* Work to complete
Copy the lines that follow, keeping every character the same.

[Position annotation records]

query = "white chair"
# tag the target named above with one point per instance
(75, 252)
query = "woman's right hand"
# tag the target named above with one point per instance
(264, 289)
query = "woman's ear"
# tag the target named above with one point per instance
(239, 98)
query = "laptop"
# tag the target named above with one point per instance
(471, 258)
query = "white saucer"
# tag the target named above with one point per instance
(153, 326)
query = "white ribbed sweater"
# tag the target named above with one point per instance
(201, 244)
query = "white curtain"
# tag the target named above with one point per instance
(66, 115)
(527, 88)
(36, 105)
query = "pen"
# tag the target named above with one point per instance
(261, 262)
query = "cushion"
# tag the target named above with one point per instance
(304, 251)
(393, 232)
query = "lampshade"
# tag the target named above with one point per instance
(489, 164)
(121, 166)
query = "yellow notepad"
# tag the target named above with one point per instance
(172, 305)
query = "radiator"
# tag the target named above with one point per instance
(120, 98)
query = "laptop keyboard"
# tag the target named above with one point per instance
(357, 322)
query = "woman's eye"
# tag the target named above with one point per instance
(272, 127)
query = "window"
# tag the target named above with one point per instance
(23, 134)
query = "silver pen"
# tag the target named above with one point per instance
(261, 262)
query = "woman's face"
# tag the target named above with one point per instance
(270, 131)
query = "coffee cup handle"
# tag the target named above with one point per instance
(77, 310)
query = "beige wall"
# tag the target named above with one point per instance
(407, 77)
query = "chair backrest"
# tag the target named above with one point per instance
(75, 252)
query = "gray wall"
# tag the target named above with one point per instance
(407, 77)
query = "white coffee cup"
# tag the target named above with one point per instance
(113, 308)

* Final result
query = "white chair"
# tag the target named above with one point per instance
(75, 252)
query = "woman's right hand"
# tag the target named above with one point per instance
(264, 289)
query = "woman's ear"
# tag the target named above with one point per instance
(239, 98)
query = "laptop"
# tag the target named above with one point per instance
(471, 258)
query = "white saucer"
# tag the target named above with one point per instance
(153, 326)
query = "white ribbed sweater"
# tag the target named above with one point per instance
(201, 244)
query = "white curtain"
# tag the target named above with one point per instance
(66, 115)
(527, 88)
(36, 105)
query = "pen"
# tag the target named above with one point per instance
(261, 262)
query = "cushion"
# tag the target named above with one point per instance
(304, 251)
(393, 232)
query = "lampshade"
# tag the target named above with one point per instance
(489, 164)
(121, 166)
query = "yellow notepad"
# tag the target named above with one point per instance
(172, 305)
query = "radiator"
# tag the target named above with one point per instance
(120, 98)
query = "laptop keyboard"
# tag the target named above with one point per instance
(357, 322)
query = "woman's eye"
# tag the target named above with one point per instance
(272, 127)
query = "window"
# tag the target named above with one point per instance
(23, 134)
query = "silver pen"
# tag the target named above with one point per instance
(261, 262)
query = "woman's face"
# tag the target named above with one point per instance
(270, 131)
query = "coffee cup handle"
# tag the target named above with one point per instance
(77, 310)
query = "beige wall"
# tag the target named above with one point per instance
(407, 77)
query = "chair backrest"
# tag the target named above with one point per instance
(75, 252)
query = "gray wall"
# tag the target named above with one point per instance
(407, 77)
query = "white coffee cup"
# tag the target named above with one point per instance
(113, 308)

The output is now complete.